Available records
□ □ □ □ □ □ □
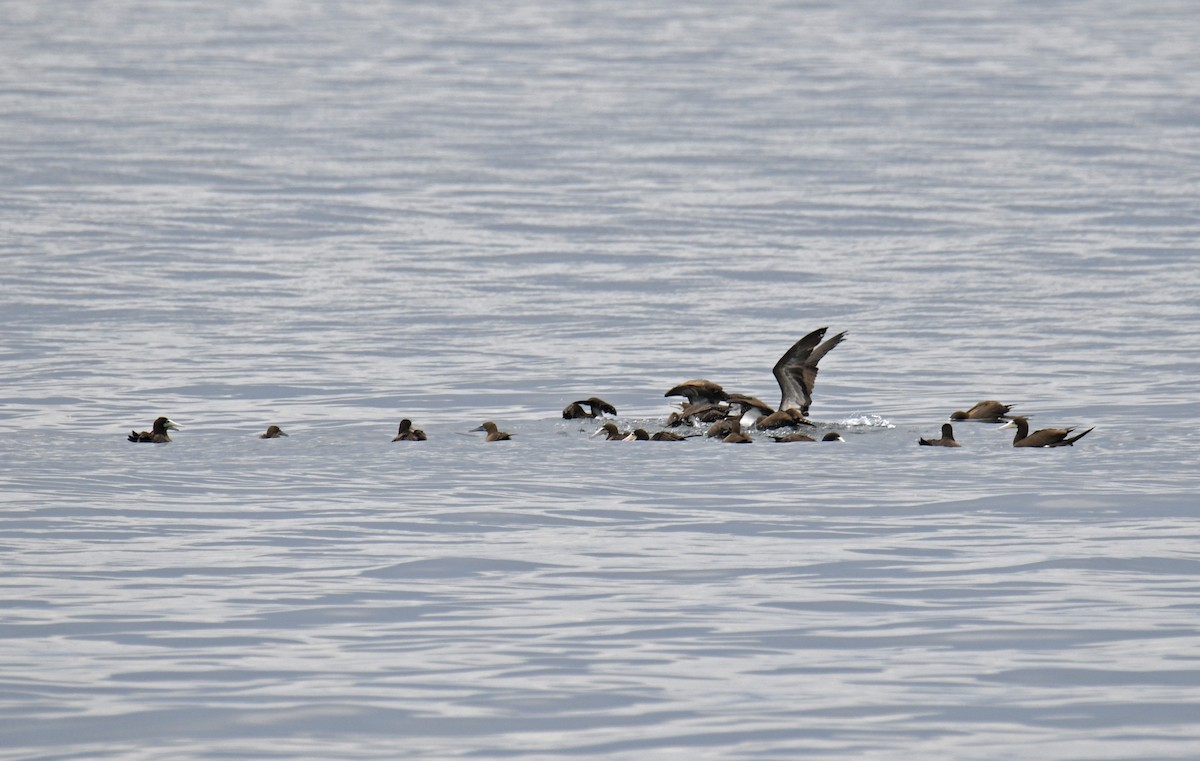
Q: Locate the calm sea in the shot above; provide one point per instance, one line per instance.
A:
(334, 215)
□ □ □ □ □ □ □
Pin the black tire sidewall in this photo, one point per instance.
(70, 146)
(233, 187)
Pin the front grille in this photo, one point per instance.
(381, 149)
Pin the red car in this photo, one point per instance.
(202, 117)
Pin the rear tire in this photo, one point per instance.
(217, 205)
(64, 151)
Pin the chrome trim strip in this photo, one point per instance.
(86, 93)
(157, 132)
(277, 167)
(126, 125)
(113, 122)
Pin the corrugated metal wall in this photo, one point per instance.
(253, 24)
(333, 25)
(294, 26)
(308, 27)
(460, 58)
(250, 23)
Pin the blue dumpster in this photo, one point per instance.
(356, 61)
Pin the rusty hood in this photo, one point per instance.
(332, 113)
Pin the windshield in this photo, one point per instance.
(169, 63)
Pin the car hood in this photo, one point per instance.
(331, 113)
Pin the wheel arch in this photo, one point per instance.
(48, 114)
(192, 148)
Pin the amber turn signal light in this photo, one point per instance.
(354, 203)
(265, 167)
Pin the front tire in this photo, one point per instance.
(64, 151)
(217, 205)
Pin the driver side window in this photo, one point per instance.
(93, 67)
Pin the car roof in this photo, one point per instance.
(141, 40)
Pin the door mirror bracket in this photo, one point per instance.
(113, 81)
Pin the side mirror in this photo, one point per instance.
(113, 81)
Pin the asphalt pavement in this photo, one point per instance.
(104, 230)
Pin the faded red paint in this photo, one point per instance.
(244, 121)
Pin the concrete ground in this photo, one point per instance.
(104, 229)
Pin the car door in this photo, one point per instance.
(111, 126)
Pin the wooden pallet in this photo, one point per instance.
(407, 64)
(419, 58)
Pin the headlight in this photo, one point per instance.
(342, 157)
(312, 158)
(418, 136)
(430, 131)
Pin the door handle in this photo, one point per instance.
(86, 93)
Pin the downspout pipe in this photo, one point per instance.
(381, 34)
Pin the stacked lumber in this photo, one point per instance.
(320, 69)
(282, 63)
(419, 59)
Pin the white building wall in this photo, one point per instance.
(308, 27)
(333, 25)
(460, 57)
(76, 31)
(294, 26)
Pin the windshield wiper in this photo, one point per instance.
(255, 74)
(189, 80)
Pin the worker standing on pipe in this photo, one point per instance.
□ □ □ □ □ □ □
Try it
When you reach the line containing "Pin the windshield wiper" in the data above, start copying exactly, and stop after the line containing "Pin the worker".

Answer for this exercise
Pin the windshield wiper in this photo, one point per instance.
(255, 74)
(189, 80)
Pin the worker standing on pipe in this photo, one point per instance.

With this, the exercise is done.